## BEGIN Records for this exercise
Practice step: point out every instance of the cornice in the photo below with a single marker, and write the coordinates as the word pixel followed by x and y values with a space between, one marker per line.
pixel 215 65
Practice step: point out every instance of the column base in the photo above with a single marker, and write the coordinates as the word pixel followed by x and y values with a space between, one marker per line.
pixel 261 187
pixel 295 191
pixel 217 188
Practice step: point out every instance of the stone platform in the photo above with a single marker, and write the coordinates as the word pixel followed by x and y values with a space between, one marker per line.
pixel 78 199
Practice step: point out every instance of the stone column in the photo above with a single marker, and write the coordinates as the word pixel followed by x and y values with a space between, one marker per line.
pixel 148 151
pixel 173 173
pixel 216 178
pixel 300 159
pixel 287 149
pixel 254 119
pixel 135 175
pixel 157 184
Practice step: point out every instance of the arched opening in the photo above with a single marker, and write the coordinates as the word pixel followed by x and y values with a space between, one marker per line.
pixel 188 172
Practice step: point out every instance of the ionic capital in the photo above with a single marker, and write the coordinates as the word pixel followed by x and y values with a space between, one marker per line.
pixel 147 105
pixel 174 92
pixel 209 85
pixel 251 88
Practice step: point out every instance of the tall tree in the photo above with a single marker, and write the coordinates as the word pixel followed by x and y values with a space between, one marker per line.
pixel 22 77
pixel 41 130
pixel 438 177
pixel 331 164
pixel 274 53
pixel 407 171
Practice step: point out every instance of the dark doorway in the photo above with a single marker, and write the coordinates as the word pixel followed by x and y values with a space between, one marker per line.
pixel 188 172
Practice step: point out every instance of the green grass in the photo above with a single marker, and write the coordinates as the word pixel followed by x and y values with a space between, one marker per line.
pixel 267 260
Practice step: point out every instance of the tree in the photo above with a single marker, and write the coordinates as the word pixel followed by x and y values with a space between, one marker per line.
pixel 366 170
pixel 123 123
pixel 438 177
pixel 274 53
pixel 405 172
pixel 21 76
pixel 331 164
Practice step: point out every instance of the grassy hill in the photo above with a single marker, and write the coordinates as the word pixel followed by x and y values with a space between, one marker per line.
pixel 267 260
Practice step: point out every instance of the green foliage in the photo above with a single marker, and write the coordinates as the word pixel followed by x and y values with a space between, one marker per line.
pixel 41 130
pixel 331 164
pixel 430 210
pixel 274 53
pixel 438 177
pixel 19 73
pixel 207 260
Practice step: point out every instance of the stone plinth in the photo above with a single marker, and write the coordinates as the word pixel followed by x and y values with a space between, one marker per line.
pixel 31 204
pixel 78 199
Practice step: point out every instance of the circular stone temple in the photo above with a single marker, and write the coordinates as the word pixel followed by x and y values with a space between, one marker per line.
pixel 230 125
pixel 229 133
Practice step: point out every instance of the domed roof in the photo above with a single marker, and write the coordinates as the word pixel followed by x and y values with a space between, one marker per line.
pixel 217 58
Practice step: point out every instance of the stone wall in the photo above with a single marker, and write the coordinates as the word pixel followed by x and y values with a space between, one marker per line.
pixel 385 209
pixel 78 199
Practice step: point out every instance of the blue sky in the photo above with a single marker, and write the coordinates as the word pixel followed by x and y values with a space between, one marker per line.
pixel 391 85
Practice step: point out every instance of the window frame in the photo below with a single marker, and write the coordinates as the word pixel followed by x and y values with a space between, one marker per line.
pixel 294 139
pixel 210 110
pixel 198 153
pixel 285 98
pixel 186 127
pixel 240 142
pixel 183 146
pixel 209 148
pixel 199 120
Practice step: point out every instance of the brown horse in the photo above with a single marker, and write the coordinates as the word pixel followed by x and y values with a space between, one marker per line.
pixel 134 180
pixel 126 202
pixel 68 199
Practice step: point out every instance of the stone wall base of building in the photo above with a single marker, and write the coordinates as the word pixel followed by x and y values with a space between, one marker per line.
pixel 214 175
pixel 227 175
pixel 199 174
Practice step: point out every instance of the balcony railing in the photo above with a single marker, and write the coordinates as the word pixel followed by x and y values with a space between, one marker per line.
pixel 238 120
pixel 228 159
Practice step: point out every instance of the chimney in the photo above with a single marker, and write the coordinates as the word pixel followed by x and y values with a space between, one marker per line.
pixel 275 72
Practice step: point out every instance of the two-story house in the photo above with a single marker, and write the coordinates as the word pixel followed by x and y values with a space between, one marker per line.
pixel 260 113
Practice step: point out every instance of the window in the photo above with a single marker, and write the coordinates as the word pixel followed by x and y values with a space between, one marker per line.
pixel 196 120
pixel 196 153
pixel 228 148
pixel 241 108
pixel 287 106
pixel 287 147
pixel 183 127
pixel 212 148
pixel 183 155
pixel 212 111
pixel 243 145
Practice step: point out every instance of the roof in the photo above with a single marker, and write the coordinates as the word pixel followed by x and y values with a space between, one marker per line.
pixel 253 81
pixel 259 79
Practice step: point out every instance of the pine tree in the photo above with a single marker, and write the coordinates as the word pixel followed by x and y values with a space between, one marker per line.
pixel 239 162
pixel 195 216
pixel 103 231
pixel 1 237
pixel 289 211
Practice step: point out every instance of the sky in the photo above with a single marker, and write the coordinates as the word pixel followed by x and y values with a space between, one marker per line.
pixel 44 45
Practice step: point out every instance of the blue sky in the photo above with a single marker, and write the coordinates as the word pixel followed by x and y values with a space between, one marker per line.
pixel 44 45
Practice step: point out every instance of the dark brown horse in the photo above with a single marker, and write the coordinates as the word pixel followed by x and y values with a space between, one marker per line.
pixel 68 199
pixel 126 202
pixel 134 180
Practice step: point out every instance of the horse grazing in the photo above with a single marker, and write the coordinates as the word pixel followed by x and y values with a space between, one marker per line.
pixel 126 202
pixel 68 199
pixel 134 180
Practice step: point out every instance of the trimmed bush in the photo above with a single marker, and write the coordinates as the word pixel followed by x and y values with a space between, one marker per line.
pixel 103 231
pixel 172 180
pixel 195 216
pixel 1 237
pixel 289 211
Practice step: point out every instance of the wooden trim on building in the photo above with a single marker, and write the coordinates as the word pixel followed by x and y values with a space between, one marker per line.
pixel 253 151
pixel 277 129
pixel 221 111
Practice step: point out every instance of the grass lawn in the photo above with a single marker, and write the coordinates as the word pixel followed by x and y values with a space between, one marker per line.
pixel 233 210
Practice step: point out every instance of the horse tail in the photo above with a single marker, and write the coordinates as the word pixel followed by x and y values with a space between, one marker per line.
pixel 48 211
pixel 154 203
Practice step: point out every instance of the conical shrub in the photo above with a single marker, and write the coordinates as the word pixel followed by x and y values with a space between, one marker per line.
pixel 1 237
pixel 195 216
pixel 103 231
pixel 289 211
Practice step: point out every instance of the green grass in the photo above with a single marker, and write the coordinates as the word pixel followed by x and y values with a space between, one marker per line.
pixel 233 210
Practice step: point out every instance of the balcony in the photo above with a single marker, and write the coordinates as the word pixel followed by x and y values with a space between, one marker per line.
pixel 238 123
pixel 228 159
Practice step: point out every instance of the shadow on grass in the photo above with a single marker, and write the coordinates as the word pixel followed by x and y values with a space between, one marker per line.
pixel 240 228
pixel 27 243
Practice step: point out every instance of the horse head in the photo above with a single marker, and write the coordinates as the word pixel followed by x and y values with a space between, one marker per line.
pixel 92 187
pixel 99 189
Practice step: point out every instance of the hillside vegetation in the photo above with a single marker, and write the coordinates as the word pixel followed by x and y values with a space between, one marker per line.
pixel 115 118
## END Records for this exercise
• **Short exercise**:
Extract all of the data shown above and repeat it verbatim.

• **Reply**:
Practice step: point out every instance of the cornice in the photo below with a single marker, and write the coordinates as the word pixel followed by x and y values with a space between, one marker per line.
pixel 215 65
Practice step: point out every instance of the column base in the photo above with a single marker, and write the coordinates as the word pixel followed by x and y values with a space between, one marker per line.
pixel 261 187
pixel 295 191
pixel 217 188
Practice step: point out every instance of the stone platform in the photo above with a single marker, and write the coordinates as the word pixel followed by x and y values with a space between, one marker per line.
pixel 78 199
Practice step: point out every instance of the stone column in the photo above with a single marker, and write the coordinates as the word pixel followed by x and y values with a space between, one marker per line.
pixel 148 151
pixel 173 173
pixel 216 178
pixel 300 159
pixel 287 149
pixel 254 119
pixel 135 175
pixel 157 184
Practice step: point out every instance of the arched opening in the photo above with a single marker, and write the coordinates as the word pixel followed by x and y values with a space between, one marker per line.
pixel 188 172
Practice step: point out every instance of the ionic capital in the photo above with a single marker, and write the coordinates as the word pixel followed by x and y values with a space between, one marker per line.
pixel 147 105
pixel 174 92
pixel 209 85
pixel 251 88
Practice step: point out every instance of the tall tree in the photo above with a single marker, and write the coordinates as the word pixel followed by x and y values with a space between, one marker per line.
pixel 22 77
pixel 41 130
pixel 438 177
pixel 331 164
pixel 274 53
pixel 407 171
Practice step: point out every instance of the dark doorway in the photo above with a single marker, and write the coordinates as the word pixel followed by x and y values with a space between, one marker per line.
pixel 188 172
Practice step: point out every instance of the green grass in the photo above with a single marker, and write the coordinates as the word pixel followed by x and y values with a space between, one marker per line.
pixel 267 260
Practice step: point out every instance of the tree in the photo above with a single marker, and write the coordinates as the word pixel followed by x and y values with a space between, one marker per line.
pixel 366 170
pixel 123 123
pixel 438 177
pixel 274 53
pixel 405 172
pixel 21 76
pixel 331 164
Practice step: point out every instance of the grassy hill in the photo above with a single marker, and write the coordinates as the word pixel followed by x and y values with a space between, one marker per line.
pixel 267 260
Practice step: point out every instance of the green foliage in the photo above with a single marker, and write the coordinates as the word pixel followed by x and y values with a space between, one marker per line.
pixel 41 130
pixel 331 164
pixel 430 210
pixel 274 53
pixel 438 177
pixel 19 73
pixel 207 260
Practice step: point out every instance of the stone plinth in the photo above with a single marker, and write the coordinates as the word pixel followed by x and y values with a space between, one marker per line.
pixel 31 204
pixel 78 199
Practice step: point out every instance of the circular stone temple in the photo above with a single marker, and write the coordinates as the word pixel followed by x and y values with a space between, one marker per line.
pixel 230 125
pixel 229 133
Practice step: point out every instance of the domed roof in the photo above with a single marker, and write the coordinates as the word pixel followed by x and y values with a space between, one marker per line.
pixel 217 58
Practice step: point out every instance of the stone wall in the photo above with a single marker, and write the coordinates as the word pixel followed by x and y values with a space between, one marker per line.
pixel 385 209
pixel 78 199
Practice step: point out every instance of the blue sky in the photo above with a single marker, and write the coordinates as the word pixel followed by x and y values with a space between, one marker per line.
pixel 391 85
Practice step: point out every instance of the window frame in the photo below with a single marker, and write the coordinates as the word pixel followed by x and y values with a space between, one marker per line.
pixel 294 139
pixel 210 110
pixel 198 153
pixel 285 98
pixel 186 127
pixel 240 142
pixel 183 146
pixel 209 148
pixel 199 120
Practice step: point out every instance of the brown horse in the photo above with a single marker, and write the coordinates as the word pixel followed by x and y values with a space between, one marker per line.
pixel 134 180
pixel 126 202
pixel 68 199
Practice step: point out every instance of the stone wall base of building in the photo above with a single marker, and write the coordinates as the word pixel followed by x and y values with a space between, one marker per line.
pixel 214 175
pixel 227 175
pixel 199 174
Practice step: point out every instance of the balcony railing in the photo above with a single marker, and write the coordinates as the word pixel followed by x and y values with a space between, one marker per line.
pixel 238 120
pixel 228 159
Practice step: point out every instance of the chimney in the photo above with a single marker, and write the coordinates as the word pixel followed by x and y values with a space between, one marker per line.
pixel 275 72
Practice step: point out every instance of the two-story house in the photo above with a single marker, and write the coordinates as the word pixel followed by x and y values with a space between, one marker per line.
pixel 260 113
Practice step: point out every instance of the window in the photo above with a single marker, and write the coordinates as the word pixel followed by x and y values with a space between, one marker per line.
pixel 196 120
pixel 196 153
pixel 228 148
pixel 241 108
pixel 287 106
pixel 287 147
pixel 183 127
pixel 212 148
pixel 183 155
pixel 212 111
pixel 243 145
Practice step: point out every instance of the roof in the photo above with a single marker, and write the coordinates as the word pixel followed by x and y values with a space between, one marker per line.
pixel 253 81
pixel 259 79
Practice step: point out every instance of the pine tree in the photo above with a single marker, and write the coordinates as the word pixel followed by x and y values with a space between, one marker per line.
pixel 239 162
pixel 195 216
pixel 103 231
pixel 1 237
pixel 289 211
Practice step: point out every instance of the sky in the photo above with a single marker, and write the coordinates as the word pixel followed by x and y values with a space between, one marker per line.
pixel 44 45
Practice step: point out every instance of the blue sky in the photo above with a single marker, and write the coordinates as the word pixel followed by x and y values with a space between, one marker per line.
pixel 44 45
Practice step: point out every instance of the dark brown horse in the photo above with a single marker, and write the coordinates as the word pixel followed by x and y values with a space between, one marker per line.
pixel 68 199
pixel 126 202
pixel 134 180
Practice step: point out every instance of the horse grazing in the photo above with a single marker, and write the coordinates as the word pixel followed by x and y values with a space between, one marker per line.
pixel 126 202
pixel 68 199
pixel 134 180
Practice step: point out every instance of the trimmed bush in the photo above with a single marker, and write the coordinates as the word pixel followed by x and y values with a space between, one marker per line.
pixel 103 231
pixel 172 180
pixel 195 216
pixel 1 237
pixel 289 211
Practice step: point out every instance of the wooden trim on building in the photo above with a single marker, and write the coordinates as the word pixel followed by x and y values with a space between, one marker per line.
pixel 253 151
pixel 277 129
pixel 221 111
Practice step: point out every instance of the grass lawn in the photo above with a single marker, and write the coordinates as the word pixel followed by x and y values with a space between, one marker per line.
pixel 233 210
Practice step: point out every instance of the horse tail in the photo above with a single marker, and write the coordinates as the word pixel followed by x and y values with a space between, one marker per line.
pixel 48 211
pixel 154 203
Practice step: point out every instance of the conical shrub in the photo above with a single marker, and write the coordinates as the word pixel followed by x and y values with a space between, one marker per line.
pixel 1 237
pixel 195 216
pixel 103 231
pixel 289 211
Practice step: point out every instance of the green grass in the photo above with a single marker, and write the coordinates as the word pixel followed by x and y values with a space between, one marker per line.
pixel 233 210
Practice step: point out every instance of the balcony in the photo above with a single marker, and write the coordinates as the word pixel followed by x and y values with a space between, one marker per line.
pixel 238 123
pixel 228 159
Practice step: point out every instance of the shadow on grass in the photo above with a single marker, and write the coordinates as the word pixel followed by x and y values with a space between, one marker per line.
pixel 240 228
pixel 27 243
Practice step: point out every instance of the horse head in the photo above with a single marker, and write the coordinates as the word pixel followed by x and y values with a space between, one marker per line.
pixel 92 187
pixel 99 189
Practice step: point out every instance of the hillside vegetation in the photo above with a single marker, and write the coordinates as the word pixel followed by x and y values with a space between, one marker per line.
pixel 115 118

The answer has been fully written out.